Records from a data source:

Start

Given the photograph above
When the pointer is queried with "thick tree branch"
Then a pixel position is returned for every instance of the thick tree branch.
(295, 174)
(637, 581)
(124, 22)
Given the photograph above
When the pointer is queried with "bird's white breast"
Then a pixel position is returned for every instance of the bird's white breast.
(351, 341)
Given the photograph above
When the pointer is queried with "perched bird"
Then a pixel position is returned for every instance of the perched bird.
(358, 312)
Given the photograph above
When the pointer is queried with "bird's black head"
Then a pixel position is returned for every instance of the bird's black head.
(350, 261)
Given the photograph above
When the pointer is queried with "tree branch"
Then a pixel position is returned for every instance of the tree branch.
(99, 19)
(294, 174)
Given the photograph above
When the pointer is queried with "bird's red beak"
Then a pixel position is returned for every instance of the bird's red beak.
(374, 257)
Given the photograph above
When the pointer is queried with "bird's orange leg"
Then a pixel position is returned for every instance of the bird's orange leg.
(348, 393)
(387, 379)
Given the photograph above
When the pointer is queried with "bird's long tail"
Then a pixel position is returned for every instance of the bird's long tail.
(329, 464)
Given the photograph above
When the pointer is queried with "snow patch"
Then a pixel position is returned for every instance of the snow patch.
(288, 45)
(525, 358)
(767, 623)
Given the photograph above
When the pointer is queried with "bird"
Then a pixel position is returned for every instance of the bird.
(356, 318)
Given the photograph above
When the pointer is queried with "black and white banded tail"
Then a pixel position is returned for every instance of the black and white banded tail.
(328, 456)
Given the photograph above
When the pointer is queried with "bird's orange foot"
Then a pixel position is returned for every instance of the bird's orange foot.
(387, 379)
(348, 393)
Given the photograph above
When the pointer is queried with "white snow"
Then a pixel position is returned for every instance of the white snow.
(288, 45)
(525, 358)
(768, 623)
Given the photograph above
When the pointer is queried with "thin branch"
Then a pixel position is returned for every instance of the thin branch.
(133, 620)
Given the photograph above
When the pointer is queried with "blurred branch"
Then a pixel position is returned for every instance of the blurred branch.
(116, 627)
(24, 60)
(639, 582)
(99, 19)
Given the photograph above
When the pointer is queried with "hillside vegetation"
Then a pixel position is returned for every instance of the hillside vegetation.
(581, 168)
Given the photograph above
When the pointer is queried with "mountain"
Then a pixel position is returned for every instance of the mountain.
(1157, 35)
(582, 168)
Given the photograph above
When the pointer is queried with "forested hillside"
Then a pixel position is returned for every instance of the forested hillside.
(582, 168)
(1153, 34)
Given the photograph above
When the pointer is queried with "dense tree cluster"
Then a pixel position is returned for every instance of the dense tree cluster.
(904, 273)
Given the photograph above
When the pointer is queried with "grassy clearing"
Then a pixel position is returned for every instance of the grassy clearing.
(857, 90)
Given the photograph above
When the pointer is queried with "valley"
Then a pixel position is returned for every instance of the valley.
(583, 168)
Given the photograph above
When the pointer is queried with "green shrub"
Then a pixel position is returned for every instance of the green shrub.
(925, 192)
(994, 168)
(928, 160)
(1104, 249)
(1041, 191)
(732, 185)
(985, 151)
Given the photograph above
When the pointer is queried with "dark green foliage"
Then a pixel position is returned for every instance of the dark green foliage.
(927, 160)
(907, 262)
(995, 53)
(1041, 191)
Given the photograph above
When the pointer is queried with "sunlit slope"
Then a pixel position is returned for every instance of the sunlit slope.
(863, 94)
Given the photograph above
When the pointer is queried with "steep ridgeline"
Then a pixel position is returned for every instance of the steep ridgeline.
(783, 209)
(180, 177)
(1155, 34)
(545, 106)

End

Work instructions | Take the lines above and retype all of them exactly.

Task output |
Given the photograph above
When the pointer is queried with "thick tree branch"
Then a pixel position is returned for every instance of the thick tree branch.
(295, 174)
(637, 581)
(124, 22)
Given the photograph above
When the pointer is queried with "bird's white breast"
Then a pixel position is returned for every instance of the bird's white breast.
(351, 341)
Given the photograph above
When the pointer is queried with "perched bird"
Then a pixel position is returned for every instance of the perched bird.
(358, 312)
Given the photograph above
When the pointer is queried with "bird's black head"
Then a pixel position is returned for every instance of the bird's black head.
(350, 261)
Given the photograph above
When the pointer is queried with "tree branch"
Then a pixel position is returned for every instance of the tree branch.
(99, 19)
(294, 174)
Given the photograph above
When the pointer is queried with "bird's red beak"
Then a pixel position is returned for every instance of the bird's red beak.
(374, 257)
Given the photograph above
When the pointer is queried with "bird's orange leg"
Then a pixel position is returned for every instance of the bird's orange leg.
(348, 393)
(387, 379)
Given the photograph above
When the pointer is queried with "bird's long tail"
Then a pixel position is returned for every instance of the bird's long tail.
(329, 464)
Given the photograph above
When the pointer is queried with "snow patch"
Then a pixel position is returned for every instance of the snow patch.
(288, 45)
(525, 358)
(767, 623)
Given the photograph above
When the pointer is queried with "bird"
Then a pixel position is returned for every instance of the bird.
(356, 318)
Given the photograph above
When the pointer is queried with "black and white banded tail"
Then a pixel position is returned for every instance of the black and white banded tail.
(328, 456)
Given the photograph above
When the pointer is queried with "bird's orange foot"
Then a pixel position is returned for every instance of the bird's orange foot.
(387, 379)
(348, 393)
Given the photograph above
When the pointer is queried with "white snow"
Then a pixel position is returned for every instance of the white snow.
(288, 45)
(525, 358)
(768, 623)
Given the photograph above
When the pointer is queried with "thin branch"
Then a pixel position is returned for every instance of the thin branch.
(133, 620)
Given the photograph above
When the pointer is queried with "blurred branch"
Then a pixel position is returned for every instance of the blurred branch.
(116, 627)
(24, 60)
(639, 582)
(99, 19)
Given the photograph above
When the pointer is queried with "hillside vegetation"
Then a pixel position is returned for every instance of the hillside vegetation.
(581, 168)
Given the photograph above
When the pointer is queried with "mountain"
Then a pixel position is returned for every instance of the mountain.
(1157, 35)
(582, 168)
Given the photograph above
When the pointer is queried with "forested hillside"
Then a pixel position is returned for every instance of the forested hillside.
(582, 168)
(1153, 34)
Given the photograph above
When the pointer is queried with "dense tree cluster"
Then a pixel position is returned for every instance of the dense tree cluster.
(904, 273)
Given the photograph above
When the pointer is queried with "grassy clearing"
Then a pixel position is returned for every instance of the grassy clearing.
(857, 90)
Given the photograph above
When the pointer is queried with "valley"
Then a pixel position is returned for every instance of the valley.
(583, 168)
Given the photograph above
When the pointer is queried with "green shrub"
Then a pixel position is returned for every instance of the green shrub.
(925, 192)
(994, 168)
(928, 160)
(1104, 249)
(1041, 191)
(732, 185)
(985, 151)
Given the photograph above
When the pointer is queried with "dark green foliage"
Then a pixel position is returned for every instance of the dark green foliage.
(927, 160)
(907, 262)
(995, 53)
(1041, 191)
Given the photograph above
When the pointer is queried with "sunlit slope"
Then a pixel position is returned for every instance of the sunlit slope.
(863, 94)
Given the photograph above
When the pointer is queried with "steep ridgeline"
Then a pixel position is returned for every instance of the steep ridgeline.
(783, 209)
(180, 177)
(1155, 34)
(545, 106)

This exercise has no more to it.